# First tank 29 gallon with water feature



## blaisewilson (Aug 16, 2009)

Hi everyone. This is my fist tank and I'm pretty happy with how it has turned out. I just finished planting it and am now waiting a few weeks for it to grow in and for springtails to get going. I plan on getting 3 leucs. The water feature isn't running yet, but I've tested it and it turned out just how I wanted, drips of water coming off of the tips of the branches.


----------



## Arpeggio (Jan 15, 2011)

First thing first, put a stick or something so that the frogs can get out of the pool if they fall in!  

Now, good size tank to start off with. Looks good and you've got all the basics. The water feature sounds cool!


----------



## FIT BMX (Jun 10, 2011)

Looks a lot better than my first tank!


----------



## Darts/Mantellas.by.P3RRY (Feb 1, 2011)

Ive got 3 really nice luecs for sale at a good price PM me if interested...Very beautiful tank by the way.


----------



## deboardfam (Feb 7, 2011)

Looks good... +1 on the stick in the water. 
Definately great for a first tank and great choice on first frogs.

- _OBJECTIVE 1_
Transcribe part of the forum thread, beginning at the words "# First tank" and stopping after the words "(Jan 15, 2011)".
- _OBJECTIVE 2_
Answer these questions from the forum thread:
(a) How many gallons is the first tank?
(b) How many leucs does blaisewilson plan on getting?
(c) What does Arpeggio say to put in so the frogs can get out of the pool?

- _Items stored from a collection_
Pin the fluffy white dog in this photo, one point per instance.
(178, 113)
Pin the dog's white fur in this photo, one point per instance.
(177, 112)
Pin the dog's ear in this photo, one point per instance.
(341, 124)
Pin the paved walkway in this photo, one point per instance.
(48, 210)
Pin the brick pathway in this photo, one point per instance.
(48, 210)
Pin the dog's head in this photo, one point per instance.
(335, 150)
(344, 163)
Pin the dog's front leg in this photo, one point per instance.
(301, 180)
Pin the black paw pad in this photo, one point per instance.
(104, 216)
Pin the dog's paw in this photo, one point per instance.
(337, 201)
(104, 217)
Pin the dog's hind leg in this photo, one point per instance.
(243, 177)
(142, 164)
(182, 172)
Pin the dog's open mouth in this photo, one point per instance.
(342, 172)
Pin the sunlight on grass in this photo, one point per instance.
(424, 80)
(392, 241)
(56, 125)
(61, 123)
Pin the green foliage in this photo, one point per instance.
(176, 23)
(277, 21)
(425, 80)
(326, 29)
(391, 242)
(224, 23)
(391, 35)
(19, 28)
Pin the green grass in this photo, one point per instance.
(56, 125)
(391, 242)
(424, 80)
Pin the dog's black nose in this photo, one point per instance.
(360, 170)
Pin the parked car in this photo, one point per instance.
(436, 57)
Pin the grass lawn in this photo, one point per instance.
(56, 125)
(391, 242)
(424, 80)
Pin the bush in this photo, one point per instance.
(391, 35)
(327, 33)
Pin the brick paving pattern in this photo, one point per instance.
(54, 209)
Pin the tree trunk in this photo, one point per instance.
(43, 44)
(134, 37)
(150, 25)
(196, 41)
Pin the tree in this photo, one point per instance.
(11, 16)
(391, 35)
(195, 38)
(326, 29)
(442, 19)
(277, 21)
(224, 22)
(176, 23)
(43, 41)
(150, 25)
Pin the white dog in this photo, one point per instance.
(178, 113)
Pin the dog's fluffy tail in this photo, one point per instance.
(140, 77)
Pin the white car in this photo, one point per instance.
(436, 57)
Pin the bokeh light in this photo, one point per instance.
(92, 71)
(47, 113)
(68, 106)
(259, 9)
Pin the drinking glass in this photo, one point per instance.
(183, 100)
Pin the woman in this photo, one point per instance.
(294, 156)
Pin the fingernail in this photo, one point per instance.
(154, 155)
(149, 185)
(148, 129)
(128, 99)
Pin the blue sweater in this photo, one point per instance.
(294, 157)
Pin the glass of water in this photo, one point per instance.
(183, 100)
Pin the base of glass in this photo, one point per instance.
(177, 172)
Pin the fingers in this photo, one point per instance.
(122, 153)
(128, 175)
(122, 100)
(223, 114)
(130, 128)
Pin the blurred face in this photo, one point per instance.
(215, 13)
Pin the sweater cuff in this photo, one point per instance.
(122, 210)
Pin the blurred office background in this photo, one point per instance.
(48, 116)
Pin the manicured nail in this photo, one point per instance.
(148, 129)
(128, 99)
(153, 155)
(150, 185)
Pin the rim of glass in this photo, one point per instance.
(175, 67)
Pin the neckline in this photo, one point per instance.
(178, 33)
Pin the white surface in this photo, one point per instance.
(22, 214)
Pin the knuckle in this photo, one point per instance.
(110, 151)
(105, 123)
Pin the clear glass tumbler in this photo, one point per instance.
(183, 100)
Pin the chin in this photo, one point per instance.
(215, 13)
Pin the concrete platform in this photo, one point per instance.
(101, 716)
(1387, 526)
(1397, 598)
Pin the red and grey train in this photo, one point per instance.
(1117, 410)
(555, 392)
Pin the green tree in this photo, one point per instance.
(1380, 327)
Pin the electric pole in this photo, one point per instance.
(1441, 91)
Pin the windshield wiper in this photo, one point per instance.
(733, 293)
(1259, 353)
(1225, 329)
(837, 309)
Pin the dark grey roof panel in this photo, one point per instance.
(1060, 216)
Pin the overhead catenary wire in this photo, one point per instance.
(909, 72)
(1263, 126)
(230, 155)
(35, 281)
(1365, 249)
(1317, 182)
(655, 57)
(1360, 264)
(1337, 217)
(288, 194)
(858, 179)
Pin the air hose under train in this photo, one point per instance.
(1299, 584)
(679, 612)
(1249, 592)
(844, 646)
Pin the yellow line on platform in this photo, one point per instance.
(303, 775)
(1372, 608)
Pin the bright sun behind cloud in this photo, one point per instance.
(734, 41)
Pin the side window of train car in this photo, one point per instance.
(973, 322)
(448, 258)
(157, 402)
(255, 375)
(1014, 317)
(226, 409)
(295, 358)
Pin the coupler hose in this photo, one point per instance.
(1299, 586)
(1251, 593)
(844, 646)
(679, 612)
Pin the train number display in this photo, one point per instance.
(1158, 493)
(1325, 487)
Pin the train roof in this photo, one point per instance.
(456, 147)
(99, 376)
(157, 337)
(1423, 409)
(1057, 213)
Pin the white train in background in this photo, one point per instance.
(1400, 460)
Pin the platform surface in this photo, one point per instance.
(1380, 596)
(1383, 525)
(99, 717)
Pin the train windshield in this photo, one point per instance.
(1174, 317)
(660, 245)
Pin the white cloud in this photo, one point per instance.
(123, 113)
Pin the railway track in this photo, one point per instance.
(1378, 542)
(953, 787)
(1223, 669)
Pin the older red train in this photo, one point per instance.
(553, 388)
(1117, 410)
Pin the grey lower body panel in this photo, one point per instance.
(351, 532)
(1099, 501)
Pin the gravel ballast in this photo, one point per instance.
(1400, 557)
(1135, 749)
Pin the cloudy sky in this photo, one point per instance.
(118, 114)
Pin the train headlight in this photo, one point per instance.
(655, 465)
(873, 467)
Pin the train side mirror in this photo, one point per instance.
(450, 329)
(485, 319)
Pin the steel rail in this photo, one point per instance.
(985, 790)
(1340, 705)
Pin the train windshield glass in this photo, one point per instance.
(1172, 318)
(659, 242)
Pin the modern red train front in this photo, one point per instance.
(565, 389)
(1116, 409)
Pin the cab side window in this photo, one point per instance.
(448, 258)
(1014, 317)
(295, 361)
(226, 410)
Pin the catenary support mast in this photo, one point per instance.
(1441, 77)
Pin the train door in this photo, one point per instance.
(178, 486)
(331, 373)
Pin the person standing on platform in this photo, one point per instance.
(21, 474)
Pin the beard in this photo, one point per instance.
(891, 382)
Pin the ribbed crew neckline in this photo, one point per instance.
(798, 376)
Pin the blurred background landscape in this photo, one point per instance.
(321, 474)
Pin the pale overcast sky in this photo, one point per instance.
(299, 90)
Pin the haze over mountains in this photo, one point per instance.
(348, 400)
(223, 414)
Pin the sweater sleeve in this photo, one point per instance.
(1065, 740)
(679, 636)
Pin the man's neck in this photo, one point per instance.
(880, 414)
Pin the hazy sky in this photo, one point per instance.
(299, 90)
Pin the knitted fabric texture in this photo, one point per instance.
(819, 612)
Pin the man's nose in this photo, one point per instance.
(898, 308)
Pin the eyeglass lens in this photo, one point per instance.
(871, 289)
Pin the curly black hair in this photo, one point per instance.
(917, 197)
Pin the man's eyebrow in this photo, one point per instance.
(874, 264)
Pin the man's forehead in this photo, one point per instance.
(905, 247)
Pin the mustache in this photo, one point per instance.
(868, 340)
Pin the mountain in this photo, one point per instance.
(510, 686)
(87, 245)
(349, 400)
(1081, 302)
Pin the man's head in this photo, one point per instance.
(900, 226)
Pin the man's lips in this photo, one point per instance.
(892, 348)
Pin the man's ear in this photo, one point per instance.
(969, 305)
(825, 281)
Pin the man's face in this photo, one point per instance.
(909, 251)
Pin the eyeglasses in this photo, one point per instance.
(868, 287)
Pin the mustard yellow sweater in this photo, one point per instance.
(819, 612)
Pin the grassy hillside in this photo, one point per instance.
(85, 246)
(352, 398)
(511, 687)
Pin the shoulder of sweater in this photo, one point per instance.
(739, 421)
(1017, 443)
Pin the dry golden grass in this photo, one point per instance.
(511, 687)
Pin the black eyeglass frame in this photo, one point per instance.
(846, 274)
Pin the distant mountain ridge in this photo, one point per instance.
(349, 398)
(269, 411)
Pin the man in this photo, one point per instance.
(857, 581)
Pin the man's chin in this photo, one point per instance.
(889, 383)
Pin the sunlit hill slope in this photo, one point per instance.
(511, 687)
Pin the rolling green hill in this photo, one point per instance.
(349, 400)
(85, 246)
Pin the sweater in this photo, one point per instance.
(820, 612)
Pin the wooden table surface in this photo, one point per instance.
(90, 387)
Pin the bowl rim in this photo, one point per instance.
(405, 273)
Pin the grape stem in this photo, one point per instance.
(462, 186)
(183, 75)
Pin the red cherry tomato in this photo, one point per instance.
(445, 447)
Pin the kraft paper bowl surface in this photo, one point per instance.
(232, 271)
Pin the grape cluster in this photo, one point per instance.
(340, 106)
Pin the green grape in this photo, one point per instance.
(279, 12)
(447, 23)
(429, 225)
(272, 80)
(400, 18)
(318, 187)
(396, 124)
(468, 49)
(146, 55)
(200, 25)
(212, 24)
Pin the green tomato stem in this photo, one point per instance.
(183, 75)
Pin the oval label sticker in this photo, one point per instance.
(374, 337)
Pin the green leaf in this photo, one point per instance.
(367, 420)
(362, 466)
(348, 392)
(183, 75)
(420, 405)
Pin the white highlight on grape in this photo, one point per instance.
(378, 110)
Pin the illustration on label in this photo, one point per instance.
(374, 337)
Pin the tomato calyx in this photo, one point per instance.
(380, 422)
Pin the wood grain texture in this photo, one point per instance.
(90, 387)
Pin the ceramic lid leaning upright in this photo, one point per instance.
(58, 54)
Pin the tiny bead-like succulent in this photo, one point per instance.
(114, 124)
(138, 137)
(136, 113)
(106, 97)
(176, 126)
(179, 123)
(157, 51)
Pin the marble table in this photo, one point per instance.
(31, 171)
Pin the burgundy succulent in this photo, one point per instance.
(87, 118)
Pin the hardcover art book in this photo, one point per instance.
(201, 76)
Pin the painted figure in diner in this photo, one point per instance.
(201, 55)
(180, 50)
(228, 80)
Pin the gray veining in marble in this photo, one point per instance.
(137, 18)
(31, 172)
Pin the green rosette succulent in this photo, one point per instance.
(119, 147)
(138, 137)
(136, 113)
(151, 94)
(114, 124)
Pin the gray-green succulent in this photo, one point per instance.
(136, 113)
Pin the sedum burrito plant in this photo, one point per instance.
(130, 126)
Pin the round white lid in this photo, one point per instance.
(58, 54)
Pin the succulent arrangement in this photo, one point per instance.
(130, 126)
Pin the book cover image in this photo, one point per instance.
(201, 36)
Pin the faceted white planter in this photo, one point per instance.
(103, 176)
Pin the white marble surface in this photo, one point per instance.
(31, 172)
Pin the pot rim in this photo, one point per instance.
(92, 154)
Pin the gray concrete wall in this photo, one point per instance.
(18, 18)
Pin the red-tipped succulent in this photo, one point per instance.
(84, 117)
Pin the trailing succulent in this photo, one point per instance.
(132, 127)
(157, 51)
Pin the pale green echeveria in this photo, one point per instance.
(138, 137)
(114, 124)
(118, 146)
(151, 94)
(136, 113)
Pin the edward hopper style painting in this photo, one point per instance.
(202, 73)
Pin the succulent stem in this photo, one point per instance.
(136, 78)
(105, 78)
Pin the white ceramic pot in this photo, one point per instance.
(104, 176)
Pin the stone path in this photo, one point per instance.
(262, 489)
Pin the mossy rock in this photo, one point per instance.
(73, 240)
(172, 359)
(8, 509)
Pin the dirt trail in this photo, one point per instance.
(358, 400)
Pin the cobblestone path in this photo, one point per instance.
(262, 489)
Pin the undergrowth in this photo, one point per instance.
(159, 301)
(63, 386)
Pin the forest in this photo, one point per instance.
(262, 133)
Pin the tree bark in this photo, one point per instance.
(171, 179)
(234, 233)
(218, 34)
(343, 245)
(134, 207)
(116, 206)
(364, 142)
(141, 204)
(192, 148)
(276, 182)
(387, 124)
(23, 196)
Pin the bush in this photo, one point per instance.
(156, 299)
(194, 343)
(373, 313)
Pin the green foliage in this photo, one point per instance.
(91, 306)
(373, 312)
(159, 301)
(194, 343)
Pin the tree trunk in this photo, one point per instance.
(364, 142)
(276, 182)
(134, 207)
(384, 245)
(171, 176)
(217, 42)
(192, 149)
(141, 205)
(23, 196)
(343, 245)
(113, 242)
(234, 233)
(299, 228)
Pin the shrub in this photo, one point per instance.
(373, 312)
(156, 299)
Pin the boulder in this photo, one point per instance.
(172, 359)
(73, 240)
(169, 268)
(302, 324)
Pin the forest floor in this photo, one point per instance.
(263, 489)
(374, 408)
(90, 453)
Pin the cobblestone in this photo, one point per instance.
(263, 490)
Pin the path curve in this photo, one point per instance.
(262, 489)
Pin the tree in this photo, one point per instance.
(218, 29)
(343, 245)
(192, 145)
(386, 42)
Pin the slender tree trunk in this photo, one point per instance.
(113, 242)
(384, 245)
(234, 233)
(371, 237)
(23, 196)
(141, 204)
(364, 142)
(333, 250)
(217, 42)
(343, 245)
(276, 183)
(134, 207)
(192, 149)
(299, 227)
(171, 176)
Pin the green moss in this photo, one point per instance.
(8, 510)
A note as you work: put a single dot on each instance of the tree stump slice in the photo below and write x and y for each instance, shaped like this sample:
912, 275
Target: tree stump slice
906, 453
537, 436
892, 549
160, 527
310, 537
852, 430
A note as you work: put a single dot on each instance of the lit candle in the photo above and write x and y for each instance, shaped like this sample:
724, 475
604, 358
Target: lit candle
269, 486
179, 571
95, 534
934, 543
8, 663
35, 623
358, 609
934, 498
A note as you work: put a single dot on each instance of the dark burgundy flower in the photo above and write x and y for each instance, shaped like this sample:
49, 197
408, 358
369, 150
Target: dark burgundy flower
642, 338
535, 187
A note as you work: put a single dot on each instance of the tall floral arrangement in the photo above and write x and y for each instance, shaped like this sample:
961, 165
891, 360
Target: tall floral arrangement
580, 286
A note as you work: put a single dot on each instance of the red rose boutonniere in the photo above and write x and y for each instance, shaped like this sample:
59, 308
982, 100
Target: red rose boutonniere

- _EXERCISE ANSWER 1_
# First tank 29 gallon with water feature



## blaisewilson (Aug 16, 2009)

Hi everyone. This is my fist tank and I'm pretty happy with how it has turned out. I just finished planting it and am now waiting a few weeks for it to grow in and for springtails to get going. I plan on getting 3 leucs. The water feature isn't running yet, but I've tested it and it turned out just how I wanted, drips of water coming off of the tips of the branches.


----------



## Arpeggio (Jan 15, 2011)

- _EXERCISE ANSWER 2_
(a) 29 gallons
(b) 3
(c) A stick or something